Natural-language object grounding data

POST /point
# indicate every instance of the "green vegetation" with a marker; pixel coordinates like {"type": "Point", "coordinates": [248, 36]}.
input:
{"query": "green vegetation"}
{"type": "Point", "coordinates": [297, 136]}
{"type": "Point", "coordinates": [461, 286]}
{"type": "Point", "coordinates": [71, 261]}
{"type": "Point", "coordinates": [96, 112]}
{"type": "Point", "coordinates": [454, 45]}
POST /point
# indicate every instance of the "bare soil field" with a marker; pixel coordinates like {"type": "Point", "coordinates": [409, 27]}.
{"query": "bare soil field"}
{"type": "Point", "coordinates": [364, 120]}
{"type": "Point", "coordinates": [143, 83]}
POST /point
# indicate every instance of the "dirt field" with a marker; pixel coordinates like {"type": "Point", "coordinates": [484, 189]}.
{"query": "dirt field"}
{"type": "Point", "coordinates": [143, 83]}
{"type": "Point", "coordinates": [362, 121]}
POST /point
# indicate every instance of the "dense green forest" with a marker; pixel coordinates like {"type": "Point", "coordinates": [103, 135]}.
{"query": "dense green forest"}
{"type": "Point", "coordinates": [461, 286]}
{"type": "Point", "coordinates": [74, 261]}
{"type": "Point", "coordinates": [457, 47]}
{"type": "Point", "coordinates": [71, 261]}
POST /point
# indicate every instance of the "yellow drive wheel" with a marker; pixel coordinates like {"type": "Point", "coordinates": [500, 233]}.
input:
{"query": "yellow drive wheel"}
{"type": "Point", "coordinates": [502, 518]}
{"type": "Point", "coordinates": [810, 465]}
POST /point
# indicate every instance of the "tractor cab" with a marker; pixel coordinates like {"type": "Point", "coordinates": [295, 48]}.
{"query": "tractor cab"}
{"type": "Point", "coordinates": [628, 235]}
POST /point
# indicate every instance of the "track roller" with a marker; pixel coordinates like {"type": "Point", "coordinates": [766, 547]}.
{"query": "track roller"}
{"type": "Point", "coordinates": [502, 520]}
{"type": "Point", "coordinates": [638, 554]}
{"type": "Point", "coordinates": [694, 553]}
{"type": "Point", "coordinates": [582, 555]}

• **Task brief**: Every line above that includes the word "instance" must appear in the answer.

• **Answer**:
# indicate every instance of the "green vegetation" with a marker; pixel coordinates like {"type": "Point", "coordinates": [248, 36]}.
# indicate every instance of the "bare soil field" with a marker; pixel coordinates like {"type": "Point", "coordinates": [409, 27]}.
# indicate every instance of the "dirt field" with a marker; pixel coordinates like {"type": "Point", "coordinates": [484, 189]}.
# indicate every instance of the "dense green forest" with a marker; pixel coordinates like {"type": "Point", "coordinates": [103, 135]}.
# indicate every instance of the "yellow drive wheel" with a marker; pixel coordinates like {"type": "Point", "coordinates": [500, 233]}.
# indicate every instance of the "tractor cab" with a marker; pixel coordinates like {"type": "Point", "coordinates": [295, 48]}.
# indicate every instance of the "track roller" with a marker; pixel coordinates like {"type": "Point", "coordinates": [766, 547]}.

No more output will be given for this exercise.